_VOCI ARCHIVIATE_
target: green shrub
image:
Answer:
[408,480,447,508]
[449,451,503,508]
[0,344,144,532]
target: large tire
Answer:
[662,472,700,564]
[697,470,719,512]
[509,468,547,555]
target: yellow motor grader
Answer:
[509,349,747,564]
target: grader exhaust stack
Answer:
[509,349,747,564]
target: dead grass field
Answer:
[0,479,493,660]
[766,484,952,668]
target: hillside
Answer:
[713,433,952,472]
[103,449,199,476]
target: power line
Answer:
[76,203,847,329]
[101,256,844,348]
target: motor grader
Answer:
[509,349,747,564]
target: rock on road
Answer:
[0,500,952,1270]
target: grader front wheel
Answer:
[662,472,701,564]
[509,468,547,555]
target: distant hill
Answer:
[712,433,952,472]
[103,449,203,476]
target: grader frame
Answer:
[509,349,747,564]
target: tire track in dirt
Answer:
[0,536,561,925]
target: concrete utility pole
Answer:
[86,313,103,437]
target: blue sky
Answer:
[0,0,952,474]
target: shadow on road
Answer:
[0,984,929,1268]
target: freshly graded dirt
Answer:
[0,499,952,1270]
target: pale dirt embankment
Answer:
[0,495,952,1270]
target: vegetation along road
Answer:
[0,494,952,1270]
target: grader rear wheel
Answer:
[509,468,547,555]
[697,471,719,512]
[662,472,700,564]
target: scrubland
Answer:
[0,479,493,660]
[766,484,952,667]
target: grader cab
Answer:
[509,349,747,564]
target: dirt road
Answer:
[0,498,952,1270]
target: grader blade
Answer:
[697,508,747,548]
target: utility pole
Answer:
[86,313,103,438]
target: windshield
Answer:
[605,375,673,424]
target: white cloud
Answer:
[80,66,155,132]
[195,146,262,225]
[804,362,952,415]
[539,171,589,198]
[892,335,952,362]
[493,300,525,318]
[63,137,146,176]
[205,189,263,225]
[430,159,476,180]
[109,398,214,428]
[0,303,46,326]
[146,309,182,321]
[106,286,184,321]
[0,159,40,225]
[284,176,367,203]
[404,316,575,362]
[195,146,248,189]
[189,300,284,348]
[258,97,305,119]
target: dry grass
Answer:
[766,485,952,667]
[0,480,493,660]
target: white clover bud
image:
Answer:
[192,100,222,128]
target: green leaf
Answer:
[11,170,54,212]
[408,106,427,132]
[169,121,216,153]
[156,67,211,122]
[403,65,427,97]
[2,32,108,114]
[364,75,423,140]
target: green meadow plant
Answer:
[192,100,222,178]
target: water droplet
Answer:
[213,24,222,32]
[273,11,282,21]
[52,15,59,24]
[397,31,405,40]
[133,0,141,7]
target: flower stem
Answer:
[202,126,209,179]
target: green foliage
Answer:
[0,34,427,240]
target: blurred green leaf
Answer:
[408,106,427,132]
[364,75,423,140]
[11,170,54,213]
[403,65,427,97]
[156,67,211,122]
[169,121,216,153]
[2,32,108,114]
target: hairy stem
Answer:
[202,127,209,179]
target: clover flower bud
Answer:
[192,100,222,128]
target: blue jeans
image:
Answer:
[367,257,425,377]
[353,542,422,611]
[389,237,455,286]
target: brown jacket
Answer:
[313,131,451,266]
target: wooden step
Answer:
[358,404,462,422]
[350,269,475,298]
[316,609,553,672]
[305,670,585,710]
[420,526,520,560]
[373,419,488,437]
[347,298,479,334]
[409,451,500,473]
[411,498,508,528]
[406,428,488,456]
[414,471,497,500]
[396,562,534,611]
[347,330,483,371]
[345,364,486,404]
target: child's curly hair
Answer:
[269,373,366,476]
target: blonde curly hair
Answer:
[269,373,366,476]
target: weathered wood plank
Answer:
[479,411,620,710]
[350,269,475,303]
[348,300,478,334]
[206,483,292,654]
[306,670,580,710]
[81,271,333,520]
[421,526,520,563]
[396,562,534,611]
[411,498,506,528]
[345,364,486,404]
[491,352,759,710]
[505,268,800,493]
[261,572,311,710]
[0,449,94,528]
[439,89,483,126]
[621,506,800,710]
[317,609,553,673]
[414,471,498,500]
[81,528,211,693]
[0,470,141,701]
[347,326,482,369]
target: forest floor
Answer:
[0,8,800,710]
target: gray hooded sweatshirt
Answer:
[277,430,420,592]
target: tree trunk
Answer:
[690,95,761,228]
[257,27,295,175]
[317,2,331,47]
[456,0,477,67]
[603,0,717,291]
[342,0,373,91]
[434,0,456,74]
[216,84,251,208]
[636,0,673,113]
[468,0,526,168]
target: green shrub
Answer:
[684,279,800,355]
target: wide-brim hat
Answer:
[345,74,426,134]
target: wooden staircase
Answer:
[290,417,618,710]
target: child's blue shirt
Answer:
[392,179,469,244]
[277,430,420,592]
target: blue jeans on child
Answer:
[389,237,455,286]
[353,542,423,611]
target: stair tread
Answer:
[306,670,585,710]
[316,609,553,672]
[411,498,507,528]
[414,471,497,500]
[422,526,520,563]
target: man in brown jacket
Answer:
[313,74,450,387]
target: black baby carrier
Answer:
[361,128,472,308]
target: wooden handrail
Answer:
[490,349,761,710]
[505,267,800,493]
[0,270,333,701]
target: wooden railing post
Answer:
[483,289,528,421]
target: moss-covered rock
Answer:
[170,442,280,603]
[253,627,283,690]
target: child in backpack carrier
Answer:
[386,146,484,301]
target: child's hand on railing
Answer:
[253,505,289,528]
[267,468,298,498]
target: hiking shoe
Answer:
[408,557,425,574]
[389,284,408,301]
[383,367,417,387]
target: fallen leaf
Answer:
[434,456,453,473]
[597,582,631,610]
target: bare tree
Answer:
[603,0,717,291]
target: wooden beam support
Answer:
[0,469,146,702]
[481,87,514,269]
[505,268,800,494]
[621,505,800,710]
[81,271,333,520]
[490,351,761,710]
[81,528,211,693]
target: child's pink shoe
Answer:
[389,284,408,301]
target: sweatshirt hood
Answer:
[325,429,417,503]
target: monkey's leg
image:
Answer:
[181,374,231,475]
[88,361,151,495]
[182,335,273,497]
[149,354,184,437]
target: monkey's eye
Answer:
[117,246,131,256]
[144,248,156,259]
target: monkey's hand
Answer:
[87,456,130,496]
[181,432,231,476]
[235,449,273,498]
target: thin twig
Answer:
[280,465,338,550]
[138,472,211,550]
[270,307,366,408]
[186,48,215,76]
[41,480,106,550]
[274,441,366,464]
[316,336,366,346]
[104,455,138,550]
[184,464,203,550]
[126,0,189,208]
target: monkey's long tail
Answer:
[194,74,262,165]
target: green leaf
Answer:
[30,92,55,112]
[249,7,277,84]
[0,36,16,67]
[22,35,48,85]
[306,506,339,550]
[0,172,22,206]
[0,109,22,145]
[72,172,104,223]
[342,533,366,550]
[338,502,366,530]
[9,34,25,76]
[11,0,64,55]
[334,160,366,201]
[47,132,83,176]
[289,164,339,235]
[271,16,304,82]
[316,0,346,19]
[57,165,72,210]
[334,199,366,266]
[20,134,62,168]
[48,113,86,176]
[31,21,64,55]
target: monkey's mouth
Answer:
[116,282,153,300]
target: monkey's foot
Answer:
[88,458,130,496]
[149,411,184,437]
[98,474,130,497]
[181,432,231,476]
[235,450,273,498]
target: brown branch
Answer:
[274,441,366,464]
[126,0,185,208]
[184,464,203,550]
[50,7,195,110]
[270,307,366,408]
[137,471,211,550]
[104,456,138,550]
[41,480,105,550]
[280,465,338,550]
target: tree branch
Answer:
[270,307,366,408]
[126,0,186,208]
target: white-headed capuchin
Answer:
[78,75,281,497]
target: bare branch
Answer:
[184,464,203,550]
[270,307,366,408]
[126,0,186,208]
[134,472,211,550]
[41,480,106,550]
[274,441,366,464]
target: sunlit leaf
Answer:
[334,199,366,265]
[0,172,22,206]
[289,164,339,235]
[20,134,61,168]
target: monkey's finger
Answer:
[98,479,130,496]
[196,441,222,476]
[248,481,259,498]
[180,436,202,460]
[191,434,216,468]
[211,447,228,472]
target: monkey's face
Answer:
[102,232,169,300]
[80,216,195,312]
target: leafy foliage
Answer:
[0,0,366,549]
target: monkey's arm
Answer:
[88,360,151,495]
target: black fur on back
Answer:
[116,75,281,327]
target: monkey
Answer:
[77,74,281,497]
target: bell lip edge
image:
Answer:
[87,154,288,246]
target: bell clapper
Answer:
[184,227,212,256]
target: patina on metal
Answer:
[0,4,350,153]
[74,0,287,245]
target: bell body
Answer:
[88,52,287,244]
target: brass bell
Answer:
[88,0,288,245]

_CONSEGNA_
Converti in un CSV a due colonne, intestate testo e risposta, la parte delle voci qui sopra che si apre con la riga contenente "target: child in backpack carrier" e si chiude con quella contenente "[235,449,273,498]", estremi inclusi. Metti una riga per ogni voce, con ciascun campo tra virgolette e gli a capo sostituiti da spazi.

_RISPOSTA CORRETTA_
testo,risposta
"target: child in backpack carrier Answer:","[386,146,484,301]"
"target: child's hand on railing Answer:","[253,505,289,528] [267,468,298,498]"
"target: hiking shoe Answer:","[408,557,425,574] [389,284,408,301] [383,367,417,387]"
"target: fallen leaf Answer:","[434,456,453,473] [597,582,631,610]"
"target: bare tree Answer:","[603,0,717,291]"
"target: wooden beam support Answer:","[0,469,146,702] [481,87,514,269] [505,268,800,494] [621,505,800,710] [81,271,333,520] [490,351,761,710] [81,528,211,693]"
"target: child's pink shoe Answer:","[389,284,408,301]"
"target: sweatshirt hood Answer:","[325,429,417,503]"
"target: monkey's leg image: Answer:","[181,374,231,475] [88,361,151,495] [182,335,273,497] [149,354,184,437]"
"target: monkey's eye Answer:","[117,246,131,256] [144,248,156,259]"
"target: monkey's hand Answer:","[87,456,130,496] [181,432,231,476] [235,449,273,498]"